### What you are asked to do
Quote every one of the lines below word for word, changing nothing.

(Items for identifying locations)
····················
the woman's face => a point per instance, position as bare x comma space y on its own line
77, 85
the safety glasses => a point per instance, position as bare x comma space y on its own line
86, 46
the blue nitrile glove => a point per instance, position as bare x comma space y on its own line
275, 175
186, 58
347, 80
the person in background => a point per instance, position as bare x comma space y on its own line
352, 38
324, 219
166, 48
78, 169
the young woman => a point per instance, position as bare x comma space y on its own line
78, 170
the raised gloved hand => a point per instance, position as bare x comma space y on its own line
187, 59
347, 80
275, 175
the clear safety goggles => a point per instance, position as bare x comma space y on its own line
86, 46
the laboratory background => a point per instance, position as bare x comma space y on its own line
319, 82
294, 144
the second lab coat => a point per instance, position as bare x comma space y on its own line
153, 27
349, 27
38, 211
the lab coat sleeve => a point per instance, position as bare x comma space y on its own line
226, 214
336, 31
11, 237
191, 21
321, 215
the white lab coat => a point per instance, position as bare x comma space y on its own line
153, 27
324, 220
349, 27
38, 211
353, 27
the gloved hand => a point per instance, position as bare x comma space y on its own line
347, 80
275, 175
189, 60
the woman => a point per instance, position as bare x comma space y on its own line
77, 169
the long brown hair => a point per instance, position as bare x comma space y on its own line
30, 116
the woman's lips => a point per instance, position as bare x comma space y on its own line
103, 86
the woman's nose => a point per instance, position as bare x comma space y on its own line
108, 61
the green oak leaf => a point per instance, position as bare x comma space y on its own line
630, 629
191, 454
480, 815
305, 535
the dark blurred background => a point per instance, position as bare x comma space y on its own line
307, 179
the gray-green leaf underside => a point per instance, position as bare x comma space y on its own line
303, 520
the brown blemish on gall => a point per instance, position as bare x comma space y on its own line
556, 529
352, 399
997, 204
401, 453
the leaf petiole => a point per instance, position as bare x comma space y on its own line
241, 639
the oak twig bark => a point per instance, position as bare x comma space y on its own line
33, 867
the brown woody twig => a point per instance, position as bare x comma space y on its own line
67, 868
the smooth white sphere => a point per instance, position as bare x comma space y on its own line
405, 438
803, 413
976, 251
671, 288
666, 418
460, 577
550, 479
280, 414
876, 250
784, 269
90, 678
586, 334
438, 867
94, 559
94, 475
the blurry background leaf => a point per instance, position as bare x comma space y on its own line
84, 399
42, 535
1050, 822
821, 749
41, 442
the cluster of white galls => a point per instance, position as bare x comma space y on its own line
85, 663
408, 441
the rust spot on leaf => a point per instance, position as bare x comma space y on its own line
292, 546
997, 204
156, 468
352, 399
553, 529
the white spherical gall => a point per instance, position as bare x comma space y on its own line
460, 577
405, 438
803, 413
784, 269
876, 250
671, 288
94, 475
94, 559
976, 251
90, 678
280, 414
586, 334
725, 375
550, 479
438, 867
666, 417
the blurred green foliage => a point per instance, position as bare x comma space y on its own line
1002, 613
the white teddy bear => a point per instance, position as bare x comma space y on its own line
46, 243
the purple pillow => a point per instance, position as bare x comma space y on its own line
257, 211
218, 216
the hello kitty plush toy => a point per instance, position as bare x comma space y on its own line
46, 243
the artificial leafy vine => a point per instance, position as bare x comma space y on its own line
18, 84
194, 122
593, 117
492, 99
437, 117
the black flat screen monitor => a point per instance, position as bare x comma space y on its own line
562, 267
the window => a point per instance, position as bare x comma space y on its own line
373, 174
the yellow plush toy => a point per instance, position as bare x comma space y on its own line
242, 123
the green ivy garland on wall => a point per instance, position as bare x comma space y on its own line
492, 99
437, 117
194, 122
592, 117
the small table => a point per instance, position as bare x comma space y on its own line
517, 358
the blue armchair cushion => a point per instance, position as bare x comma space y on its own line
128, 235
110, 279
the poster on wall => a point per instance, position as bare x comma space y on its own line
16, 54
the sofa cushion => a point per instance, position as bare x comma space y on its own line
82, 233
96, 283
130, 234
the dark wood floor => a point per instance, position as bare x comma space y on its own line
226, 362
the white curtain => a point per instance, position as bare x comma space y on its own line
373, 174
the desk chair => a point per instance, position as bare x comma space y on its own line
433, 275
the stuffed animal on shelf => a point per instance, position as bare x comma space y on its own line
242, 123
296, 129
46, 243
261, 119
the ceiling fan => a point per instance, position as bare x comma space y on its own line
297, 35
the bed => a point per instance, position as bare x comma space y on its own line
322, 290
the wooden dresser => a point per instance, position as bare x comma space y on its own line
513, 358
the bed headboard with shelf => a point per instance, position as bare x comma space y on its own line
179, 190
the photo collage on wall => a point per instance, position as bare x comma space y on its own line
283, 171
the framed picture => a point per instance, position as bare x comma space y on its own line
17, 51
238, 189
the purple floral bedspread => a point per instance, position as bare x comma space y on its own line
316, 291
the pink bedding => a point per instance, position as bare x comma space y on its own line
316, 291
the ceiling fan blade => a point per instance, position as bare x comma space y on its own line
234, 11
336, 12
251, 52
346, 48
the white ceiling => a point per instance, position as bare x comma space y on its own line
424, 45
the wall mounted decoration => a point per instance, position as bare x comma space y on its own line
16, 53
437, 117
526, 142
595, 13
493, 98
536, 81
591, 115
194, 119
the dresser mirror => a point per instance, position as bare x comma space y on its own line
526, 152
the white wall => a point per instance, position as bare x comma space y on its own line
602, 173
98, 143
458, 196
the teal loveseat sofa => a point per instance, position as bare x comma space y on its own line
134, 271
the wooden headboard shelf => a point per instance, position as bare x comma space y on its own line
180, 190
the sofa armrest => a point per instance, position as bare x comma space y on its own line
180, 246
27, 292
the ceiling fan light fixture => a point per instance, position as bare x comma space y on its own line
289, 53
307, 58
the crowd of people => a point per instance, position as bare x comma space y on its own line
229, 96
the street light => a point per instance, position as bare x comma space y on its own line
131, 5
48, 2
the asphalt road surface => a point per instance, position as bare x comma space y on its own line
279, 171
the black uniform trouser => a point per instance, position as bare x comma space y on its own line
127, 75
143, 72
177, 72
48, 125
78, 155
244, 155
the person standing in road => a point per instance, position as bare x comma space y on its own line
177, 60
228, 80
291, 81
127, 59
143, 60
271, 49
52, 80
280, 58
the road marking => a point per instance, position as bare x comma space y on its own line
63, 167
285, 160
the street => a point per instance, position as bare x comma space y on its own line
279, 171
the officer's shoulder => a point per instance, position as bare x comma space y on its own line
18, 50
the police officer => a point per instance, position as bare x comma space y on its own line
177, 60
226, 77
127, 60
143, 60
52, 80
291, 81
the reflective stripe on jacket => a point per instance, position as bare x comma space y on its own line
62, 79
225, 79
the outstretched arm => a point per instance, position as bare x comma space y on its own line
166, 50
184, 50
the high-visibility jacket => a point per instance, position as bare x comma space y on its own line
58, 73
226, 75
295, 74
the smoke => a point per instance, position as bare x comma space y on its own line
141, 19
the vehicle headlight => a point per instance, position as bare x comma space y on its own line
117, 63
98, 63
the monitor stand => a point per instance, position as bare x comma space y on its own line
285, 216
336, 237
····················
### Reply
the woman's face => a point per instance, position as bare x comma space y on its own line
77, 85
the safety glasses => a point per instance, position as bare x comma space y on its own line
86, 46
the blue nitrile glove => a point per instance, position as bare x comma space y on its own line
275, 175
186, 58
347, 80
the person in background => a point per instance, position as bare x comma space y on its own line
352, 38
324, 219
166, 48
78, 169
the young woman => a point per instance, position as bare x comma space y on its own line
78, 170
the raised gloved hand => a point per instance, position as bare x comma space y on its own line
187, 59
347, 80
275, 175
the clear safety goggles => a point per instance, position as bare x comma space y on its own line
86, 46
the laboratory background => a point per instance, position as bare x comma space y on its own line
319, 82
294, 144
the second lab coat => a point per instance, position as bare x comma space y on its own line
153, 27
349, 27
38, 211
the lab coat sleeve => a point per instance, position as bare x comma space y on its own line
226, 214
336, 31
11, 237
191, 21
321, 215
the white lab coat => a point per instance, position as bare x comma space y on its own line
153, 27
324, 220
349, 27
38, 211
353, 27
the gloved hand => a point per instance, position as bare x comma space y on its own line
347, 80
275, 175
189, 60
the woman => a point per instance, position as bare x comma space y on its own line
77, 169
the long brown hair => a point per instance, position as bare x comma space y on its own line
30, 116
the woman's lips => a point per instance, position as bare x comma space y on its own line
103, 86
the woman's nose => a point per instance, position as bare x comma space y on its own line
108, 61
the green oak leaf => a point per instance, position as bare x comma space y on its own line
630, 629
191, 454
480, 815
305, 535
the dark blurred background => a point per instance, position as bare x comma space y on its own line
307, 179
the gray-green leaf underside => a point per instance, position as bare x comma space y on its own line
303, 520
the brown blemish on gall => a point per instance, position as bare x comma space y on its own line
556, 529
352, 399
997, 204
401, 453
the leaf petiole => a point per instance, position as bare x comma space y on its own line
241, 639
the oak twig bark => a point per instance, position as bare x comma space y on its own line
33, 867
the brown woody twig => a point per instance, position as bare x comma space y on its own line
67, 868
the smooth white sphere => a point per instance, position as bare x comma space y on its own line
405, 438
803, 413
976, 251
671, 288
666, 418
460, 577
550, 479
280, 414
876, 250
784, 269
90, 678
586, 334
438, 867
94, 559
94, 475
the blurry background leaf => a point per instance, position as bare x comma space y on its own line
84, 399
42, 535
1050, 822
821, 749
41, 442
the cluster of white galls => a point per instance, position as bare x comma space y on its own line
85, 663
408, 441
the rust spot on leaf => a point per instance, position as bare x comma space y on its own line
292, 546
997, 204
156, 468
352, 399
553, 529
the white spherical gall => a point per instance, position as bare x comma space y on its own line
460, 577
405, 438
803, 413
784, 269
876, 250
671, 288
94, 475
94, 559
976, 251
90, 678
280, 414
586, 334
725, 375
550, 479
438, 867
666, 417
the blurred green foliage => a point per instance, position as bare x comma space y on its own line
1002, 613
the white teddy bear => a point per instance, position as bare x comma space y on its own line
46, 243
the purple pillow => a point per instance, position as bare x comma space y on its own line
257, 211
218, 216
the hello kitty plush toy => a point per instance, position as bare x comma space y on its own line
46, 243
the artificial leafy vine => a point per instance, position as bare x comma space y on its own line
18, 84
194, 122
593, 117
492, 99
437, 117
the black flat screen monitor => a point per instance, position as bare x comma space y on its own line
562, 267
the window => a point per instance, position as bare x comma space y on its own line
373, 174
the yellow plush toy => a point per instance, position as bare x comma space y on its own line
242, 123
the green ivy garland on wall => a point per instance, position as bare x comma space y on its own line
492, 99
437, 117
194, 122
592, 117
the small table => a point per instance, position as bare x comma space y on its own line
517, 358
the blue armchair cushion => a point per instance, position as bare x comma space y on its own line
128, 235
110, 279
the poster on wall => a point per instance, position as bare x comma space y on its own line
16, 54
the sofa cushion => a point per instance, position as bare x comma space y on its own line
82, 233
96, 283
130, 234
the dark wood floor => a point per instance, position as bare x comma space y on its own line
226, 362
the white curtain => a point per instance, position as bare x comma space y on its own line
373, 174
the desk chair => a point per instance, position as bare x comma space y on its own line
433, 275
the stuffed animal on shelf => a point per instance, position as bare x comma space y on its own line
242, 123
296, 129
46, 243
261, 119
the ceiling fan => a point per instance, position as bare x comma space y on its own line
297, 35
the bed => a point per instance, position as bare x comma space y on its own line
322, 290
the wooden dresser => a point per instance, position as bare x comma space y on its own line
513, 358
the bed headboard with shelf => a point per instance, position as bare x comma space y on its own line
179, 190
the photo collage on wall => a point per instance, position as bare x comma space y on its own line
283, 171
the framed picture => a point per instance, position as bare x comma space y on its own line
17, 51
238, 189
the purple floral bedspread => a point per instance, position as bare x comma space y on its own line
316, 291
the pink bedding => a point per instance, position as bare x comma space y on its own line
316, 291
the ceiling fan blade => a point per instance, position as bare x comma space y on its own line
234, 11
336, 12
251, 52
346, 48
the white ceiling => a point per instance, position as bare x comma space y on its own line
424, 45
the wall mounted decoration => a point per instance, position as bare x comma space y on its own line
16, 53
437, 117
526, 142
595, 13
493, 98
536, 81
591, 115
194, 119
the dresser mirror => a point per instance, position as bare x comma space y on its own line
526, 152
the white wall => a point per instance, position as bare x comma space y on its own line
602, 173
98, 143
458, 196
the teal loveseat sofa => a point per instance, position as bare x comma space y on its own line
134, 271
the wooden headboard shelf => a point per instance, position as bare x comma space y on its own line
180, 190
the sofa armrest => a point per instance, position as bare x comma space y on its own line
180, 246
27, 292
the ceiling fan light fixture => a point per instance, position as bare x comma space y on its own line
289, 53
307, 58
the crowd of people => a point per instance, position as bare x comma space y on its own line
229, 96
the street light => a point per instance, position as bare x comma space y on its own line
131, 5
48, 2
the asphalt road surface => a point per instance, position as bare x comma space y on its own line
279, 171
the black uniform trouser => a point per instance, position as bare x comma space y on its own line
127, 75
143, 72
177, 72
48, 125
78, 155
244, 155
the person standing in road => a point per instance, position as bare x comma space y on its own line
177, 60
228, 80
291, 81
127, 59
143, 60
271, 49
52, 80
280, 58
the road marking => a point per instance, position as bare x comma space y on its own line
63, 167
285, 160
the street => a point per instance, position as bare x comma space y on its own line
279, 171
the officer's shoulder => a point per instance, position as bare x comma space y on its own line
18, 50
the police officer => a point per instance, position as bare x comma space y on its own line
177, 60
226, 77
127, 60
143, 60
52, 80
291, 81
the reflective stripe on jacket => a point per instance, position as bare x comma space y on its own line
62, 79
225, 79
the outstretched arm => a point per instance, position as bare x comma space y on its own line
166, 50
184, 50
the high-visibility jacket => a point per instance, position as bare x comma space y on its own line
58, 73
226, 75
295, 74
the smoke => a point per instance, position as bare x comma space y on its own line
141, 19
the vehicle headlight => a point per instance, position as bare x comma space y on its own line
117, 63
98, 63
the monitor stand => a point per instance, position as bare x comma space y on its own line
285, 216
336, 237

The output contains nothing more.